Questions on the material:
a) Translate this sentence from the Midland servicing passage into Spanish: "Midland monitors and oversees its third-party vendors in compliance with its internal procedures, each applicable Non-Serviced PSA and applicable law."
b) Return, word for word, the portion of the Midland servicing passage from "Notwithstanding the foregoing, Midland" up to and including "related Non-Serviced PSA.".

Exercise text:
=-=-=

Notwithstanding the foregoing, Midland will remain responsible for Midland’s duties and/or obligations under each applicable Non-Serviced PSA. Midland monitors and oversees its third-party vendors in compliance with its internal procedures, each applicable Non-Serviced PSA and applicable law.

Midland will not have primary responsibility for custody services of original documents evidencing the underlying Mortgage Loans or the related Non-Serviced Companion Loans. Midland may from time to time have custody of certain of such documents as necessary for enforcement actions involving particular Mortgage Loans or the Non-Serviced Companion Loans or otherwise. To the extent that Midland has custody of any such documents for any such servicing purposes, such documents will be maintained in a manner consistent with the applicable servicing standard under the related Non-Serviced PSA.

 

 

 

No securitization transaction involving commercial or multifamily mortgage loans in which Midland was acting as master servicer, primary servicer or special servicer has experienced a servicer event of default as a result of any action or inaction of Midland as master servicer, primary servicer or special servicer, as applicable, including as a result of Midland’s failure to comply with the applicable servicing criteria in connection with any securitization transaction. Midland has made all advances required to be made by it under the servicing agreements on the commercial and multifamily mortgage loans serviced by Midland in securitization transactions.

=-=-=

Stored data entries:
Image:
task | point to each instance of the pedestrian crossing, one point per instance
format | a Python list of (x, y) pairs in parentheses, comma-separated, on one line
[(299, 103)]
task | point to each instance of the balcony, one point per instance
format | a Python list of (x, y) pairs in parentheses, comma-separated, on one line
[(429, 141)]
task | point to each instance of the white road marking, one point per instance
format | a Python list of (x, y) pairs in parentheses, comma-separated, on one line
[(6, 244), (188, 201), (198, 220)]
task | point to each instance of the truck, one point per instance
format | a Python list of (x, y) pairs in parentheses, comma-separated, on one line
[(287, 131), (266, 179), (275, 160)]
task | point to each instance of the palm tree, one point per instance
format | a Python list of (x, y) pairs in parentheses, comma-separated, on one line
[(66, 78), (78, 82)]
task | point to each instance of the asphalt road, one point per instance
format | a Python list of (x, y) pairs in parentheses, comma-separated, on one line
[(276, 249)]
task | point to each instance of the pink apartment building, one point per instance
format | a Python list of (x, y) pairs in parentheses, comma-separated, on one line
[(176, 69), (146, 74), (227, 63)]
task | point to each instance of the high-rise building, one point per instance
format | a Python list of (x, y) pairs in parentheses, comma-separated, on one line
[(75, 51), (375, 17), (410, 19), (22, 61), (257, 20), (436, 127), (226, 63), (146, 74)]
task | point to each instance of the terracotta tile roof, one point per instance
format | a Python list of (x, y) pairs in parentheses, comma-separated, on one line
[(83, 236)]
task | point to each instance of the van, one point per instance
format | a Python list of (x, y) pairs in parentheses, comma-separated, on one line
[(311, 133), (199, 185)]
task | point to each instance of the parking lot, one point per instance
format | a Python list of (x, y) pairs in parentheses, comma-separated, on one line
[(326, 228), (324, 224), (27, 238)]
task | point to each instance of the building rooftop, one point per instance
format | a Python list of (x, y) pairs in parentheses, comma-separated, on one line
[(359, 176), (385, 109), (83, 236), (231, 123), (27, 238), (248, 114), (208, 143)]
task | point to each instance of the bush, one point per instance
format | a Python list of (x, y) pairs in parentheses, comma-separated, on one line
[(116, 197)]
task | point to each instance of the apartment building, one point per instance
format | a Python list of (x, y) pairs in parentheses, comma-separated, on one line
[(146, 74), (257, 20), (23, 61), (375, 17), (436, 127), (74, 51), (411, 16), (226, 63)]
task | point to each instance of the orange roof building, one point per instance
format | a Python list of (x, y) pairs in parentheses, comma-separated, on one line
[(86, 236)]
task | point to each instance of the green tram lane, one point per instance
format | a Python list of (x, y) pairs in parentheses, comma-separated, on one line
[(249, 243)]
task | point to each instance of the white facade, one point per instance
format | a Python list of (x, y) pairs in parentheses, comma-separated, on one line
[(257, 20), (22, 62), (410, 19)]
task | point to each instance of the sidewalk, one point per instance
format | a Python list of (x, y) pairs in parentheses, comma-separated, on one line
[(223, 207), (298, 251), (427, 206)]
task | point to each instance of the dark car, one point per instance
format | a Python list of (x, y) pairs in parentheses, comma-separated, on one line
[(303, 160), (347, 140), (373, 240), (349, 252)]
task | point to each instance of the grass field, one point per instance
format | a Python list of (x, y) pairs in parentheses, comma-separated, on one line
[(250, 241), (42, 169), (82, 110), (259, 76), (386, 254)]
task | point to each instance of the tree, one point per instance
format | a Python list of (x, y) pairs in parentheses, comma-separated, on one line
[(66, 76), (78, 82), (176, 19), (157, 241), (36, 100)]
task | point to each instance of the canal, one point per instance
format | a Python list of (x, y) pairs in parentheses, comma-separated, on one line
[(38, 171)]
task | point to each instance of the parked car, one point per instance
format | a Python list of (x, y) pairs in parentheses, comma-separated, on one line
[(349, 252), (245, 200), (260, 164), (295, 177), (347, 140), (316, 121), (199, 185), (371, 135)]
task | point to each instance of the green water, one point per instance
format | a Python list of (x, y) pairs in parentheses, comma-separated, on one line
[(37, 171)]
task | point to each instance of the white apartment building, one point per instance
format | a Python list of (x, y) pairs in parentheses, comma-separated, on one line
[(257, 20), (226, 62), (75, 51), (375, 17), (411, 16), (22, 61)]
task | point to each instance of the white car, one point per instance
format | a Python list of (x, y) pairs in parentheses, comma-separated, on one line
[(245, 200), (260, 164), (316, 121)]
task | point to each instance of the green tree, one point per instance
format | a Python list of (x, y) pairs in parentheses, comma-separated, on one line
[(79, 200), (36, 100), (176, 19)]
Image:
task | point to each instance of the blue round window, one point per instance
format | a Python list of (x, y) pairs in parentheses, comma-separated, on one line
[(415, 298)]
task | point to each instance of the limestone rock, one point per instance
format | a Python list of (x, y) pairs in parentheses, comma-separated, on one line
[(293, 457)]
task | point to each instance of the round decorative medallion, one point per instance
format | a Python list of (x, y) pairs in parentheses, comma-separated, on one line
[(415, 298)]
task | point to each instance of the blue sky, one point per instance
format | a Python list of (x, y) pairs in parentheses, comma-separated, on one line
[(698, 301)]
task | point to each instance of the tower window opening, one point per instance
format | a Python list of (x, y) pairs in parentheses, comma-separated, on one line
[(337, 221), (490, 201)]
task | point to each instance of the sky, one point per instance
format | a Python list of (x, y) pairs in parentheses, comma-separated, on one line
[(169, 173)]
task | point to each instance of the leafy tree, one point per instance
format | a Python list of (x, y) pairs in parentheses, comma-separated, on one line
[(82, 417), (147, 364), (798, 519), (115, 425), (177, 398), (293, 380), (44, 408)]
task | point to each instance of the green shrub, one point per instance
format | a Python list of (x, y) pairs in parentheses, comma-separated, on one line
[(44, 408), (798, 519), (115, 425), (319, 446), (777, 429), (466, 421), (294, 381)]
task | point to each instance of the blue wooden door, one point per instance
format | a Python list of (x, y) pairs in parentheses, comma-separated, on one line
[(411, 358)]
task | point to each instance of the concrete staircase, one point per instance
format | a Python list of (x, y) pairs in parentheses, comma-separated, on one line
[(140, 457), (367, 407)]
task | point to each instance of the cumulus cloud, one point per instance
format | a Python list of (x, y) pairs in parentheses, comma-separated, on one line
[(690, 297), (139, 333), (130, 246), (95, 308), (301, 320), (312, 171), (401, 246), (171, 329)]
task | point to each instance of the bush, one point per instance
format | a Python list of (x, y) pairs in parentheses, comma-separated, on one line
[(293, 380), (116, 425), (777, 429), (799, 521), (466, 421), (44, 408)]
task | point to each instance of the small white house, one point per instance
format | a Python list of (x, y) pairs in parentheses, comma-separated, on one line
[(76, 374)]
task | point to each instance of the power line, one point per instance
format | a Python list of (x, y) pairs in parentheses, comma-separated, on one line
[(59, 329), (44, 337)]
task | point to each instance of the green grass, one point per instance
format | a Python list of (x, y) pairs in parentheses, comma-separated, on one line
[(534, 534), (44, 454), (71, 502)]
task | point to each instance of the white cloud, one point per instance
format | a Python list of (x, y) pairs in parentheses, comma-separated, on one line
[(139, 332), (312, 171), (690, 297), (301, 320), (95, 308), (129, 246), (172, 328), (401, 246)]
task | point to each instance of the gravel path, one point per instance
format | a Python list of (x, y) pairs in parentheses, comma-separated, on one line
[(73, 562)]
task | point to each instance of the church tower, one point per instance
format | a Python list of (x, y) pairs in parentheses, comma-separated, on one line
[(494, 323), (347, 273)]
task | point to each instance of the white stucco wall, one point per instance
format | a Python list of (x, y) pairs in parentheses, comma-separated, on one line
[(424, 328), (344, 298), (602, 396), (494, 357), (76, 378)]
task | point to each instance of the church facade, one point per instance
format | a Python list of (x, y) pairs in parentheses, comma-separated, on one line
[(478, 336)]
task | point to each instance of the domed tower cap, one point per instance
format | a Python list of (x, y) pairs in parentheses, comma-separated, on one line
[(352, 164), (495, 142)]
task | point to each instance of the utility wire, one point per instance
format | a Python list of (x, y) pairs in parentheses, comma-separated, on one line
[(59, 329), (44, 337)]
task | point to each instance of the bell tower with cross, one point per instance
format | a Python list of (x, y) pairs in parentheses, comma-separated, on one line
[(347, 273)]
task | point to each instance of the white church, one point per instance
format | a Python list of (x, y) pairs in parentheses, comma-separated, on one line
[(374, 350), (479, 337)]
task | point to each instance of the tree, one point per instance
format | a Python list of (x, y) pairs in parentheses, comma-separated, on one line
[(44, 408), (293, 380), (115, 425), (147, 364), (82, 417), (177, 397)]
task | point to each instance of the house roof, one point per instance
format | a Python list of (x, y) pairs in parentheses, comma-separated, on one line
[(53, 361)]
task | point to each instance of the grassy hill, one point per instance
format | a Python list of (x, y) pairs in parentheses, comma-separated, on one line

=-=-=

Problem solutions:
a) Midland supervisa y controla a sus proveedores externos de conformidad con sus procedimientos internos, cada Non-Serviced PSA aplicable y la legislación aplicable.

b)
Notwithstanding the foregoing, Midland will remain responsible for Midland’s duties and/or obligations under each applicable Non-Serviced PSA. Midland monitors and oversees its third-party vendors in compliance with its internal procedures, each applicable Non-Serviced PSA and applicable law.

Midland will not have primary responsibility for custody services of original documents evidencing the underlying Mortgage Loans or the related Non-Serviced Companion Loans. Midland may from time to time have custody of certain of such documents as necessary for enforcement actions involving particular Mortgage Loans or the Non-Serviced Companion Loans or otherwise. To the extent that Midland has custody of any such documents for any such servicing purposes, such documents will be maintained in a manner consistent with the applicable servicing standard under the related Non-Serviced PSA.